**Aufgaben**:
1. Wer sitzt laut dem Textauszug über Fremde am Tisch oft genauso nahe wie jemand am anderen Ende des eigenen Tisches?
2. Führen Sie bitte den Textauszug über Fremde am Tisch nach seinem letzten Satz fort.

Nun handelt es sich bei Ihnen um einen Sonderfall, und man kann verstehen, dass Sie zur Feier des Tages ungestört bleiben wollen. Vor allem, wenn Sie gerade in einem persönlichen Gespräch sind, bei dem man es nicht so gern hat, wenn fremde Menschen buchstäblich mit am Tisch sitzen und alles mitbekommen. Allerdings scheint mir das womöglich mehr ein Problem der Empfindung als der Nähe zu sein, denn die am Nachbartisch sitzen oft genauso nahe wie jemand am anderen Ende des eigenen Tisches und hören deshalb auch genauso viel.

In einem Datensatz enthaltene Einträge

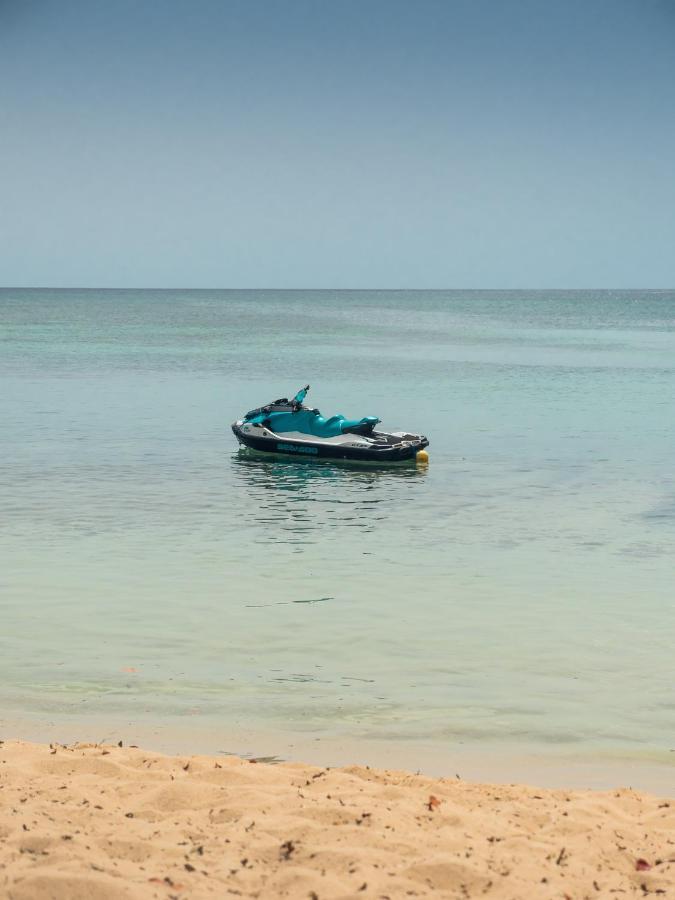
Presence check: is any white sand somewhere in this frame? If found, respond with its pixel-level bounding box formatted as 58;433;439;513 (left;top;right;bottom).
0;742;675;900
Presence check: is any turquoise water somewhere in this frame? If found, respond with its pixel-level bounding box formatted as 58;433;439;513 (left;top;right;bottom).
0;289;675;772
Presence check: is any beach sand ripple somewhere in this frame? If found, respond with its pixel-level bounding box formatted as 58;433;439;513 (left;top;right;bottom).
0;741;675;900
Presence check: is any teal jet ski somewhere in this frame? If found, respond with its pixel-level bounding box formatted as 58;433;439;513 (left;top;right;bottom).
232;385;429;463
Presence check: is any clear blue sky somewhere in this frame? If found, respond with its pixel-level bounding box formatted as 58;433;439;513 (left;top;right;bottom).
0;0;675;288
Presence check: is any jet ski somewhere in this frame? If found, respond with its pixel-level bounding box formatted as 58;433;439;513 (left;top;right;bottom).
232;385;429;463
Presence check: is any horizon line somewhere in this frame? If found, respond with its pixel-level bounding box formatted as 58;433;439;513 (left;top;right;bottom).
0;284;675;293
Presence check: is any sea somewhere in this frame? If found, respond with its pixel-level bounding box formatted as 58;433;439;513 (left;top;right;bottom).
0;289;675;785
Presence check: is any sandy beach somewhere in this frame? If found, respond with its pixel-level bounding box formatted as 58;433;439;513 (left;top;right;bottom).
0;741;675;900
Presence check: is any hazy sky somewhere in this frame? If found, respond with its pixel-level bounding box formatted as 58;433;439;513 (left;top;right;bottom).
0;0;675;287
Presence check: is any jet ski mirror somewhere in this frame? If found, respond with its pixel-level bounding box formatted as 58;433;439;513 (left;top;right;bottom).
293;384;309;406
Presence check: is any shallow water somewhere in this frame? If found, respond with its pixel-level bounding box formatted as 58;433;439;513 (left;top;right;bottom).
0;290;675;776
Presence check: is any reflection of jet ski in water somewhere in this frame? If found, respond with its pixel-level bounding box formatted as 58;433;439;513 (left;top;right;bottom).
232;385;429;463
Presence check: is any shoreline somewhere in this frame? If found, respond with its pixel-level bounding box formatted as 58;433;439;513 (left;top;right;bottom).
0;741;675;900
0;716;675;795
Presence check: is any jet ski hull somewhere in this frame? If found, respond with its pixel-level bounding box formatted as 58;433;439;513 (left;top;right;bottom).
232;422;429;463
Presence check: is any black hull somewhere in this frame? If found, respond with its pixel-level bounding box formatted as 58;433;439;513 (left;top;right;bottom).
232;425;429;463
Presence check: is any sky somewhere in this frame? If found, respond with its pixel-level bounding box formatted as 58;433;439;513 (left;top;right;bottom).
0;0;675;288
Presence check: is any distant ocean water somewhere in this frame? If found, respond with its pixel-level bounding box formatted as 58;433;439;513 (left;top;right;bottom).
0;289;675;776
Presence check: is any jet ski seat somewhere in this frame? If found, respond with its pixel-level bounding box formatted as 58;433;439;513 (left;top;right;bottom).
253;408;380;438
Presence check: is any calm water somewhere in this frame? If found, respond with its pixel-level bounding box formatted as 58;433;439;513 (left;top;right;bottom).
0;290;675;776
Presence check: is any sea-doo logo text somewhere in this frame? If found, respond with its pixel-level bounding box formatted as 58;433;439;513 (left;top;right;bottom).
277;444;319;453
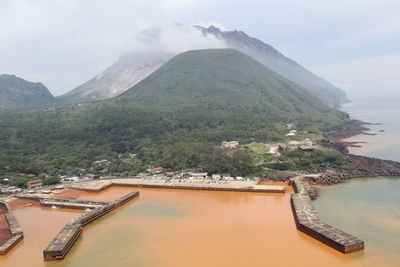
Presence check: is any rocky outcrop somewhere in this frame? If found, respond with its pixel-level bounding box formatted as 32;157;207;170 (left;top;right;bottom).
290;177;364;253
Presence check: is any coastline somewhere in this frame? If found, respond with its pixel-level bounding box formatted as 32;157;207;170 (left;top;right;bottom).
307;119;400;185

**Lösungen**:
1. Die Leute am Nachbartisch.

2.
Und damit kommt man meines Erachtens dem Kern des Problem nahe: Wenn man wirklich etwas Persönliches zu besprechen hat, bei dem niemand zuhören soll, muss man das in Privaträumen tun oder bei einem Waldspaziergang, nicht aber in einem Lokal. Und in gewissem Sinne gilt das auch für den Geburtstag: Wenn Sie den sicher in Ruhe begehen wollen, müssen Sie reservieren, am besten einen Nebenraum, mindestens aber einen passenden Tisch. Umgekehrt hätte das fragende Paar zwar Verständnis für die Situation haben können – das hätte ich auch schön gefunden –, aber eben nicht müssen: Die Öffentlichkeit ist nun einmal öffentlich.

Quellen:

Grundlegend zu den Fragen der Proxemik, des zwischenmenschlichen Abstands, ist nach wie vor:

  • Edward T. Hall, The Hidden Dimension, Garden City, New York 1966; Deutsch: Die Sprache des Raumes, Pädagogischer Verlag Schwann, Düsseldorf 1976 (die deutschsprachige Ausgabe ist leider nur mehr antiquarisch erhältlich)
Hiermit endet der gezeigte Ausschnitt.